### TASK REQUIREMENTS
Swap "alpine terrain" for "mountain terrain" in the entries from the line with "Query: **alpine terrain**" up to and including the line with "Give the mask of the **alpine", and give those lines again with nothing else changed.

Collected data:
^^^^^^^^

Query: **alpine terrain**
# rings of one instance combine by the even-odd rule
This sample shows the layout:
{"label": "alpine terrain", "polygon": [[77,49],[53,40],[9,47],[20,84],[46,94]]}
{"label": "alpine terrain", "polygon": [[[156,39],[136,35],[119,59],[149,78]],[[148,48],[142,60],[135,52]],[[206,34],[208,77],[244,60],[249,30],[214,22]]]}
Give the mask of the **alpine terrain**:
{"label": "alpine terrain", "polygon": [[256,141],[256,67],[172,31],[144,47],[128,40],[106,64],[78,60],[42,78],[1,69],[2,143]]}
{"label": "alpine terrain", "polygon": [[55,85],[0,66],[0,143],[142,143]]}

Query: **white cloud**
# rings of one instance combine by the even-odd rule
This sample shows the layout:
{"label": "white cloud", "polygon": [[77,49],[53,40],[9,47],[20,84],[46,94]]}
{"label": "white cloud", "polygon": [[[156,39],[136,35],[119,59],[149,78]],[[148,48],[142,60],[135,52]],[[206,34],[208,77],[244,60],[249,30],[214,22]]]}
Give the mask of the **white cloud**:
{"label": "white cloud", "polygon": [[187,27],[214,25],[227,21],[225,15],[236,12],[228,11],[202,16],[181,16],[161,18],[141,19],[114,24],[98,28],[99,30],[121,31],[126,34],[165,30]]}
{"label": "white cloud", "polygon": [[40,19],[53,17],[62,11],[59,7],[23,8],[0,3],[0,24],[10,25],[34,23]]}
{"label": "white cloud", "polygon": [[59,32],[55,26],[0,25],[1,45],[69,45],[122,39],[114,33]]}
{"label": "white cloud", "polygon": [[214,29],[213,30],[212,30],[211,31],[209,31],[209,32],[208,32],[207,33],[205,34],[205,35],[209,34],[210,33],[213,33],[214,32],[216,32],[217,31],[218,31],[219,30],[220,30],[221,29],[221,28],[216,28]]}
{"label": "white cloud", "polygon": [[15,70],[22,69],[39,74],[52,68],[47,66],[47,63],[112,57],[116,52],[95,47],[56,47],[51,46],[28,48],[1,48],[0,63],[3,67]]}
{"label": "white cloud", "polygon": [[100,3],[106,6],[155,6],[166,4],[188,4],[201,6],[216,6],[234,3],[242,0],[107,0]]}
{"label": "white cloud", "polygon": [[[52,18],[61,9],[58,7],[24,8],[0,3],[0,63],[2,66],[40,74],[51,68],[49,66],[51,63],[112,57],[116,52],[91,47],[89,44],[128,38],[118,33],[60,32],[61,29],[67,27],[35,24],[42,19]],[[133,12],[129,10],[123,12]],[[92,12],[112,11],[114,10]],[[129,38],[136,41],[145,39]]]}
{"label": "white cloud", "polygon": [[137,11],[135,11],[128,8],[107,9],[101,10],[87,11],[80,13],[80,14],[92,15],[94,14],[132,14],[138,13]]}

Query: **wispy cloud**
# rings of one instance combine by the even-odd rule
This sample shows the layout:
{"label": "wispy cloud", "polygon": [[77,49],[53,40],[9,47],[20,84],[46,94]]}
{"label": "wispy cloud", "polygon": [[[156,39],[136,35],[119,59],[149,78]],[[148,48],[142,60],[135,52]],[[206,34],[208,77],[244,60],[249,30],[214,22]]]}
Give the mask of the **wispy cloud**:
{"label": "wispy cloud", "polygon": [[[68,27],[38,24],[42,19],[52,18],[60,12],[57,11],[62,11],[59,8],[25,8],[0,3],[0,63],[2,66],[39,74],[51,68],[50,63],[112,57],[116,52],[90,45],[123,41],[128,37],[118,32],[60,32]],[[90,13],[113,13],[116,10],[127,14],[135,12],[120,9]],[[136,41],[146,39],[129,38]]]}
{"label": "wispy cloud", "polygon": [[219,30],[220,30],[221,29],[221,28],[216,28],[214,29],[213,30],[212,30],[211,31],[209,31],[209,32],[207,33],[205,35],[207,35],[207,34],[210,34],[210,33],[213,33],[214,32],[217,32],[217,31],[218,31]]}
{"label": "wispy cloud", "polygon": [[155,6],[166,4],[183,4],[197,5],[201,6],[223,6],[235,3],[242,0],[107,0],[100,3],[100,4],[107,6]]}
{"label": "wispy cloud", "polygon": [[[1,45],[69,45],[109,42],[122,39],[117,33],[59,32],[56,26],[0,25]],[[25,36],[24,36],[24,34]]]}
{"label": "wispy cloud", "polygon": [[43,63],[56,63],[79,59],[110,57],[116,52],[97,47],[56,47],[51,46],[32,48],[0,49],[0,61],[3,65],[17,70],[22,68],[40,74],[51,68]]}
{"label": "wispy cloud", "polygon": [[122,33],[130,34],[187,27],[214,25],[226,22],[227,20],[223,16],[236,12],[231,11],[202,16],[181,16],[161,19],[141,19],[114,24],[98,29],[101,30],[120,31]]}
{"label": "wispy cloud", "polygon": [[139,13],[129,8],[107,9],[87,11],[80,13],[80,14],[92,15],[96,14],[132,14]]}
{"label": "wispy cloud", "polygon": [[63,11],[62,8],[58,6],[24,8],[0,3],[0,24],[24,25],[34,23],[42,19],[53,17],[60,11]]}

^^^^^^^^

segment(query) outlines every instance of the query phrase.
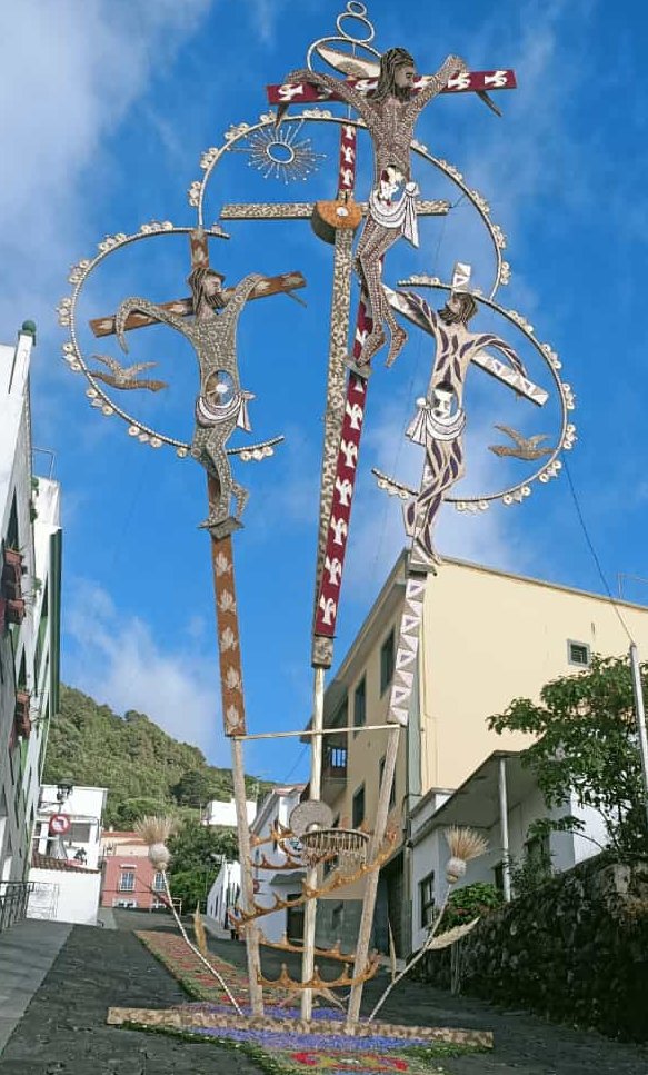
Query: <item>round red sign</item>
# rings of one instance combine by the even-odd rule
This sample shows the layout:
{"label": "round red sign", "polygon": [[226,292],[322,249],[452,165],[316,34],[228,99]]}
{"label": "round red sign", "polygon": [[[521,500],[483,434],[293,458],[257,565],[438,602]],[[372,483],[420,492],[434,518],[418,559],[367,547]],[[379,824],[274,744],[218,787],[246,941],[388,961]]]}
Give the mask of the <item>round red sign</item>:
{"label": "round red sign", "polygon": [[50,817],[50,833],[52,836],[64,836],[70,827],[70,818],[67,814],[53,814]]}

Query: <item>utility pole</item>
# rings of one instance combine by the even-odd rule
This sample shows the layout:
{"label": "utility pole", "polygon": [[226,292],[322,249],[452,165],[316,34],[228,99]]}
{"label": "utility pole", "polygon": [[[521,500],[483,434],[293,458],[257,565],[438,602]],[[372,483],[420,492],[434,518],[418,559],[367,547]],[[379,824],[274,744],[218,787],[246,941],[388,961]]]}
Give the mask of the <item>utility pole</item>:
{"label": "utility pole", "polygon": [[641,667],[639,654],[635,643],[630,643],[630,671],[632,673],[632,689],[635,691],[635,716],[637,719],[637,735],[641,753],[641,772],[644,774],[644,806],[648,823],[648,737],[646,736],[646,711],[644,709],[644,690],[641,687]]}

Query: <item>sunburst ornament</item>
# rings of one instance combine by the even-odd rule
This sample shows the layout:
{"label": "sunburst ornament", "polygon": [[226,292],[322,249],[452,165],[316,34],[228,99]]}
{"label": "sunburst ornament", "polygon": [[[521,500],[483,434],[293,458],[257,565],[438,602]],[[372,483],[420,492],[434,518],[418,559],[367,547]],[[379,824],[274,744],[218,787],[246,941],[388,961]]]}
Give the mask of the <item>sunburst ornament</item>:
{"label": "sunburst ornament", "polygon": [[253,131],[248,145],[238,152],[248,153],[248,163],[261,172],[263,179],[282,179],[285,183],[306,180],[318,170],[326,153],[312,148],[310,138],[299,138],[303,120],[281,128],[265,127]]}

^^^^^^^^

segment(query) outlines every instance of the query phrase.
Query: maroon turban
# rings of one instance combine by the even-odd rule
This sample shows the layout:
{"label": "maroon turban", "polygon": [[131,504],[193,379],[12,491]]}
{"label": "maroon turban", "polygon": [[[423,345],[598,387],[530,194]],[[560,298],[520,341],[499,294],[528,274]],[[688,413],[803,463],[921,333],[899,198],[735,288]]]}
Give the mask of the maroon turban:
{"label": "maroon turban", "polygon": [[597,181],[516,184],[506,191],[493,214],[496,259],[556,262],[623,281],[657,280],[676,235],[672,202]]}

^^^^^^^^

### FULL ANSWER
Query: **mountain terrain**
# rings of one instance combine by the even-odd rule
This sample shows the layout:
{"label": "mountain terrain", "polygon": [[77,49],[53,40],[9,47],[20,84],[46,94]]}
{"label": "mountain terrain", "polygon": [[[156,39],[136,35],[119,59],[149,78]],[[148,48],[142,60],[135,52]],[[206,34],[208,77],[244,60],[249,30],[214,22]]]}
Give the mask of the **mountain terrain**:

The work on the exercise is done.